**Instructions for the task:**
Among the lines below, restate word for word only those from the line with "written like <point>332,88</point>." through the line with "written like <point>251,8</point>.", with both end lines kept.

Start of Data to process

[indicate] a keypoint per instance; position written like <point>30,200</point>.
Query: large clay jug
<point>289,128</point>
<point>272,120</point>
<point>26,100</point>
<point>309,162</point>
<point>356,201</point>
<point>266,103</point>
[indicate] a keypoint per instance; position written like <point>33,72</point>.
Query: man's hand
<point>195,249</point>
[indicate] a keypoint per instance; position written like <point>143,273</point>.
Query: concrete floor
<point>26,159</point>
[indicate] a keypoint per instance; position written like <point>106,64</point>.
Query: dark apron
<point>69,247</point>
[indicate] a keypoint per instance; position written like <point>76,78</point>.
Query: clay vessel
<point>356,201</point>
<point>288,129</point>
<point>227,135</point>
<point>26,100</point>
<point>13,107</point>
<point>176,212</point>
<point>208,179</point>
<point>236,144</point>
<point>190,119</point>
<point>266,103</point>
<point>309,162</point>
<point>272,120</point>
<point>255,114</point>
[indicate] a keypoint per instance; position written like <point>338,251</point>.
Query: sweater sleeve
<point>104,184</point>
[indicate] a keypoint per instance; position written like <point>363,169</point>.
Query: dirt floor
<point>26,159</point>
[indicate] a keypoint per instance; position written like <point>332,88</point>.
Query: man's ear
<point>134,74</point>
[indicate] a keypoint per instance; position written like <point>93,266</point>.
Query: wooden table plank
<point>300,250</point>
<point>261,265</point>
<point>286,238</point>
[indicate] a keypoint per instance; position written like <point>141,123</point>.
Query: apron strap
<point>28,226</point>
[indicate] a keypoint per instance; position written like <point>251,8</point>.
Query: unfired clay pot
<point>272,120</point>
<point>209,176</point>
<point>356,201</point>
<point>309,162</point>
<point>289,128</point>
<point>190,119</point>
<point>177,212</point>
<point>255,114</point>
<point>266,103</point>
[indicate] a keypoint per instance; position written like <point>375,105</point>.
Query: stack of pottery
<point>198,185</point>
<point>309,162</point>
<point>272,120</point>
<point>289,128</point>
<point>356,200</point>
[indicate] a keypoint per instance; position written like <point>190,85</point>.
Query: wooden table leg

End of Data to process

**Answer to the problem:**
[indicate] a keypoint per instance; position written like <point>332,88</point>.
Query: man's ear
<point>134,74</point>
[indicate] a keypoint per instance; position written like <point>93,266</point>.
Query: wooden table plank
<point>300,250</point>
<point>261,265</point>
<point>286,238</point>
[indicate] a keypoint per instance; position written like <point>141,123</point>.
Query: apron strap
<point>28,226</point>
[indicate] a keypoint per instance; position written like <point>251,8</point>.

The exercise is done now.